Task instructions – Write out, word for word, every line from the one containing "Task: drop a dot on every instance of the calm" through the final line of the records.

Point-per-instance localization data –
━━━━━━
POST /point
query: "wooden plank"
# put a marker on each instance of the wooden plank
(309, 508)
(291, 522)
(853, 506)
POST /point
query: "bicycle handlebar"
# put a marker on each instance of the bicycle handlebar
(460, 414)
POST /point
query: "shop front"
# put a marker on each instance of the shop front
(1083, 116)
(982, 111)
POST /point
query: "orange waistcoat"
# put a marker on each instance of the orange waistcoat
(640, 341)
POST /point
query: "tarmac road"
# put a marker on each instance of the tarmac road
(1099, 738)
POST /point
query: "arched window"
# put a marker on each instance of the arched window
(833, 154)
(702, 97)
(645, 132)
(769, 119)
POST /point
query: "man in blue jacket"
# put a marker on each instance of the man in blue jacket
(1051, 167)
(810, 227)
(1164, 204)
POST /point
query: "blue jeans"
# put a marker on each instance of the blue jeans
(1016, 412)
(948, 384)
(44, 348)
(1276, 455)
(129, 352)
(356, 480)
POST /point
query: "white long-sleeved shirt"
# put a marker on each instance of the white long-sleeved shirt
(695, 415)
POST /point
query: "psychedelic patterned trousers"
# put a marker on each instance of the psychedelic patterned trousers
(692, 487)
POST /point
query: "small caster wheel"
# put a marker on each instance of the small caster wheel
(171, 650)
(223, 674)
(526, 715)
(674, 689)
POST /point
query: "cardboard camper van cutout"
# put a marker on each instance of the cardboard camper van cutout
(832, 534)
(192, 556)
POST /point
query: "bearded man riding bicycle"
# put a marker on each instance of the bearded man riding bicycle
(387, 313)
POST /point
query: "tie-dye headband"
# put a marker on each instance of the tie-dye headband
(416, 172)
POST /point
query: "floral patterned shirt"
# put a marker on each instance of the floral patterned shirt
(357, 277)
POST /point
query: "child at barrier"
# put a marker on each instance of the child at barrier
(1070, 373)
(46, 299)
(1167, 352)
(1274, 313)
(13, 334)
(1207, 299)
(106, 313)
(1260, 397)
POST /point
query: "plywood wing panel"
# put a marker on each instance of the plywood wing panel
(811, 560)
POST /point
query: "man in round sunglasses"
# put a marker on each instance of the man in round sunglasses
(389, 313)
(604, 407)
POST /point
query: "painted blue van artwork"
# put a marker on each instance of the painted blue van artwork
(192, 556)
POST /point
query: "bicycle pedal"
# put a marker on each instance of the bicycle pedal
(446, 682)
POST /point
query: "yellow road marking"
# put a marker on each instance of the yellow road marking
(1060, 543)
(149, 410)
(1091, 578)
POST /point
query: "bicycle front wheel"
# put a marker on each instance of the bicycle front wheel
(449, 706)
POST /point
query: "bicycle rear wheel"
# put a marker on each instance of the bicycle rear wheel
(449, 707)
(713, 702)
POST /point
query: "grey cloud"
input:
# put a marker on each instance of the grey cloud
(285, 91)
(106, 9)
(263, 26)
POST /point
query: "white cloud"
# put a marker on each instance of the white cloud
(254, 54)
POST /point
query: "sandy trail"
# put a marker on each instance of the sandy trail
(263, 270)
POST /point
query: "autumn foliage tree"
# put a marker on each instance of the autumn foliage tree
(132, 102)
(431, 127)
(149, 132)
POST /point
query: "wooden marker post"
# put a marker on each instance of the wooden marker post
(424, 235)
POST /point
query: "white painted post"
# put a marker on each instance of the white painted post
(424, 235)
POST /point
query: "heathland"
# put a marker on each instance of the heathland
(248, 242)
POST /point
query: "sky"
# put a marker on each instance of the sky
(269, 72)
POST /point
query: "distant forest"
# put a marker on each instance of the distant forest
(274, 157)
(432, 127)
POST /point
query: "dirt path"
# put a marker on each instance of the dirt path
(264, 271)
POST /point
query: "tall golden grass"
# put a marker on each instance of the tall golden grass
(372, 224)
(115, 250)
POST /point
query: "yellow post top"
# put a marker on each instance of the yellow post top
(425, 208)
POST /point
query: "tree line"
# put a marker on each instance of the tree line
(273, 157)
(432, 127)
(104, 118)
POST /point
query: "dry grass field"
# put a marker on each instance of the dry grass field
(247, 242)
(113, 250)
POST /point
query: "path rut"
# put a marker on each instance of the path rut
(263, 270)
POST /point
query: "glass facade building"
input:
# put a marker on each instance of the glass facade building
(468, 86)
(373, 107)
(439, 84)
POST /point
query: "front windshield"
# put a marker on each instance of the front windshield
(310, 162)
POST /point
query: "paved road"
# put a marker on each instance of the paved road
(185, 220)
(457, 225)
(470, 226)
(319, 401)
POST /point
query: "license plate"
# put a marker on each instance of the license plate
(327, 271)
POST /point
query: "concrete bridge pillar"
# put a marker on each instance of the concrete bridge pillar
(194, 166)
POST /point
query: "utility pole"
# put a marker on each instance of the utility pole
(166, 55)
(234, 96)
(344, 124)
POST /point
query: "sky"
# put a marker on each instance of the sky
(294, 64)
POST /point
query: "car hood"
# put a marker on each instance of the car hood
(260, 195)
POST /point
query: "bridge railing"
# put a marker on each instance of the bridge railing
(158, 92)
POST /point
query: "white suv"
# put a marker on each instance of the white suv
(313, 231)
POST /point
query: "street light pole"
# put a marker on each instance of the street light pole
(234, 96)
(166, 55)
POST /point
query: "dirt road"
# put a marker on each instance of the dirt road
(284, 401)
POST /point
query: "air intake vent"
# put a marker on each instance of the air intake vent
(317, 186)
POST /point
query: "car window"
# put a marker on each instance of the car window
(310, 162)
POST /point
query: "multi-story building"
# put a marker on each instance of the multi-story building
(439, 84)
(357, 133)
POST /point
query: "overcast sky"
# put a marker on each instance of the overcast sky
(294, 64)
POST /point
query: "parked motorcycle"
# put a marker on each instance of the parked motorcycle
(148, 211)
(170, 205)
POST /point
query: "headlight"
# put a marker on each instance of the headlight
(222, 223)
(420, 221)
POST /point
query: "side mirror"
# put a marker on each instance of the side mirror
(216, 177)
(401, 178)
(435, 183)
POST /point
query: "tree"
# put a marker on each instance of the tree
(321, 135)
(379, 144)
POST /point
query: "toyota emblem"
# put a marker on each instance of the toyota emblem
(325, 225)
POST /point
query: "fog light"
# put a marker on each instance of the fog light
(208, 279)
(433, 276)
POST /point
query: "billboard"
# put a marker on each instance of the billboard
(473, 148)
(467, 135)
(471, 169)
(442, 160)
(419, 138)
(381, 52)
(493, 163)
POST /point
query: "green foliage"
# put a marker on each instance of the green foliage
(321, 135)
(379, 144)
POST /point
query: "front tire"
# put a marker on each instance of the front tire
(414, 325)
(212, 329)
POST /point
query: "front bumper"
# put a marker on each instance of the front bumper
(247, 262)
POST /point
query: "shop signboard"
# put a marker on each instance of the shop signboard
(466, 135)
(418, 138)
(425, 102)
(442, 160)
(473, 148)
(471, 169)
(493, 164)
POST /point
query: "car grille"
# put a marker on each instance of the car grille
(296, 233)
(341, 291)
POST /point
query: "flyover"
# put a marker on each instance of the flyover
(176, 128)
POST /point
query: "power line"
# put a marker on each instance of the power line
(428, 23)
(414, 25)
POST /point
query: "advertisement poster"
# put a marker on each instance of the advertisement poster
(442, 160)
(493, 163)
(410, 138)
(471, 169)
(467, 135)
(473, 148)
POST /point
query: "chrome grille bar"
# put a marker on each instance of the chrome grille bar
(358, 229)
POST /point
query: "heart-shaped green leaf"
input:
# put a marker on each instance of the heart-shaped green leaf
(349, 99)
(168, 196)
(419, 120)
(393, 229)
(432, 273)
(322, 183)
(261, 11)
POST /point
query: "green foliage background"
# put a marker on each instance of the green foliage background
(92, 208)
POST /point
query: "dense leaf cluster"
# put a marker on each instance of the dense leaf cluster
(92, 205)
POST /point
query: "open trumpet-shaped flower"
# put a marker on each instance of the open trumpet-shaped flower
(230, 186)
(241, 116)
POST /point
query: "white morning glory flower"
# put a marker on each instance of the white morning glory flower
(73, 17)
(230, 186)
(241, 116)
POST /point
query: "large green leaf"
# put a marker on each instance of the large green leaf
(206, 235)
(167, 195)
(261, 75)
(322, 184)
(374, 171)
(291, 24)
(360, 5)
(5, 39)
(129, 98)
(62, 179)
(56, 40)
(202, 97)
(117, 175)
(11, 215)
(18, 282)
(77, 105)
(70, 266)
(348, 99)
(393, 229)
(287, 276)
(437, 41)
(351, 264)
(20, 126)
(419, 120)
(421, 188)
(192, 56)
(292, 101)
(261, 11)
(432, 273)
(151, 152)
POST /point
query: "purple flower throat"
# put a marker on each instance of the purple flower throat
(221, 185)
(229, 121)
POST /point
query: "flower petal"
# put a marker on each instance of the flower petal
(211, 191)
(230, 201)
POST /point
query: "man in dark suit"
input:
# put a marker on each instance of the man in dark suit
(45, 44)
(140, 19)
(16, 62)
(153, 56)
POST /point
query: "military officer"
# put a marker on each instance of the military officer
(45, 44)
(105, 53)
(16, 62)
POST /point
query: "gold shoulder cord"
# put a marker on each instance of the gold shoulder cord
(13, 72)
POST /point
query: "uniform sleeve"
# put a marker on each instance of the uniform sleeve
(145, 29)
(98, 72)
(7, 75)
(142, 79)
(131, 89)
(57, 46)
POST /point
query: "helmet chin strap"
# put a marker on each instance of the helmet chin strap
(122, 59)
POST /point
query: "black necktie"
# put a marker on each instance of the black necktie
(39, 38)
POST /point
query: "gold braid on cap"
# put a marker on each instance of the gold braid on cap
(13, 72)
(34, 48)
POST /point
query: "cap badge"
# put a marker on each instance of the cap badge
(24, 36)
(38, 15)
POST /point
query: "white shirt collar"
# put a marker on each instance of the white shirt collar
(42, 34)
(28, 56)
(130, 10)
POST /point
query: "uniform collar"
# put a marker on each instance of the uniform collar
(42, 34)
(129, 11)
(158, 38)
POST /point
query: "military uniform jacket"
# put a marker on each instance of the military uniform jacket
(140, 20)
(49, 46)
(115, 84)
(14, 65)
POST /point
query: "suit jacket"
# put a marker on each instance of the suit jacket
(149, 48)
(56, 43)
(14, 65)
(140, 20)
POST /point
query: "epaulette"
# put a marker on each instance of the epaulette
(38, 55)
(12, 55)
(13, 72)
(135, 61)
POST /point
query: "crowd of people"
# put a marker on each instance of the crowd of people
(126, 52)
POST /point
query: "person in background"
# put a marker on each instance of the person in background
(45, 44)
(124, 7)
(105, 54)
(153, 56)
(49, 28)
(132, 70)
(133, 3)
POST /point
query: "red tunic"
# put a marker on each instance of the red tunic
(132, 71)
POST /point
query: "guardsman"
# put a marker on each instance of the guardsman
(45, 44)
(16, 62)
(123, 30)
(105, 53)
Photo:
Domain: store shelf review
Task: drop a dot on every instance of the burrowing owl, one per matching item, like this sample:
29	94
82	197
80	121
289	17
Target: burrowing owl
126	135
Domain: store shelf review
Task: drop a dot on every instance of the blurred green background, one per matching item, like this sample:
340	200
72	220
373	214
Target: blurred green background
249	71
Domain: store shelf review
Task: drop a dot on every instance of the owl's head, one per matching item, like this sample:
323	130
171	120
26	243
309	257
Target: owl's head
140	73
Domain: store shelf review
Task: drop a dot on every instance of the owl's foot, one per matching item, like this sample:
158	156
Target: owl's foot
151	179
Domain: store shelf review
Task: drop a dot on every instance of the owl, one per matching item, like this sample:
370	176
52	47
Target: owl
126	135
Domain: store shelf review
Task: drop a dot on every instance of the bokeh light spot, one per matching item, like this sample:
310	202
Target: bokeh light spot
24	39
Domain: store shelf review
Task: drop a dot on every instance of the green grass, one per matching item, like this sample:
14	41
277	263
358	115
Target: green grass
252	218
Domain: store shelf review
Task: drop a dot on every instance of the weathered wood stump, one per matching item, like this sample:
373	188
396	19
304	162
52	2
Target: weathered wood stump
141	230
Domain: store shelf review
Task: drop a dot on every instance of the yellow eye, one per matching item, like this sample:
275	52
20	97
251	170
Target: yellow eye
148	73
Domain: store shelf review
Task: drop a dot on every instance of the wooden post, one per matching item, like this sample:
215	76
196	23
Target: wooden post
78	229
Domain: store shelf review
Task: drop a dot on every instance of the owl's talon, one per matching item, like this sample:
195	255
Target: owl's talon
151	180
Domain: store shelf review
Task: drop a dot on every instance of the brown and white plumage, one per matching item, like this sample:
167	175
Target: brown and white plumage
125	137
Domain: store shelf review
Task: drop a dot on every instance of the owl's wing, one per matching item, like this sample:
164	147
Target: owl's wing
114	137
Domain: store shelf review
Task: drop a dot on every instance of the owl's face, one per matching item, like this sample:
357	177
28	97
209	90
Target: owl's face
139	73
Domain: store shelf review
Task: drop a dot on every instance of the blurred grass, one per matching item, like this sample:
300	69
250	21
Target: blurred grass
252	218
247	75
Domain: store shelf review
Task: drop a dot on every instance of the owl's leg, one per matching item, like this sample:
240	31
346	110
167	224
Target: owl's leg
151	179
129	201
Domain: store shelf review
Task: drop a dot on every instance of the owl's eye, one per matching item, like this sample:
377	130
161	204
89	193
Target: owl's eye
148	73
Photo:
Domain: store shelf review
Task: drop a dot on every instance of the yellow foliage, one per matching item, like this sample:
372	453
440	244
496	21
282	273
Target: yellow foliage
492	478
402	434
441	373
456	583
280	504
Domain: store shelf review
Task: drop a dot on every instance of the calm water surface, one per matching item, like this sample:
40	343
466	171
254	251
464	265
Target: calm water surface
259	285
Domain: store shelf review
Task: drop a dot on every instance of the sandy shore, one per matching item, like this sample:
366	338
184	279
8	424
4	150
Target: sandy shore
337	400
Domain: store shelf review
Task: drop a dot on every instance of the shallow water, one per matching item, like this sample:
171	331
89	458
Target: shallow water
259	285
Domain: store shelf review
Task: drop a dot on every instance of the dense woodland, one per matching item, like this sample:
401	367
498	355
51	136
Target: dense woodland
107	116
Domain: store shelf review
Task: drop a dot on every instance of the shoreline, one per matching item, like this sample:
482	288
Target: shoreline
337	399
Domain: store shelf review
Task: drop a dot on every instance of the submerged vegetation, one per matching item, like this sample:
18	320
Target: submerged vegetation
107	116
━━━━━━
Solved exercise –
Task: drop a dot on every instance of the calm water surface, one per matching item, like this sample:
40	343
466	171
254	251
464	265
Target: calm water surface
259	285
Domain: store shelf review
Task: drop a dot on every instance of the sandy shore, one per matching item, like this sample:
366	338
184	279
8	424
4	150
Target: sandy shore
337	400
Domain: store shelf review
Task: drop a dot on every instance of the shallow water, one per matching item, like this sample:
171	331
89	458
Target: shallow water
259	285
Domain: store shelf review
Task: drop a dot on every instance of the dense woodland, one per matching item, like this sample:
401	367
498	355
51	136
Target: dense woodland
107	116
Domain: store shelf review
Task: drop a dot on every instance of the shoreline, one per matching item, like this sample:
482	288
Target: shoreline
337	399
Domain: store shelf review
Task: drop a dot on every instance of the submerged vegetation, one per matching item, like this sample:
18	320
Target: submerged vegetation
107	116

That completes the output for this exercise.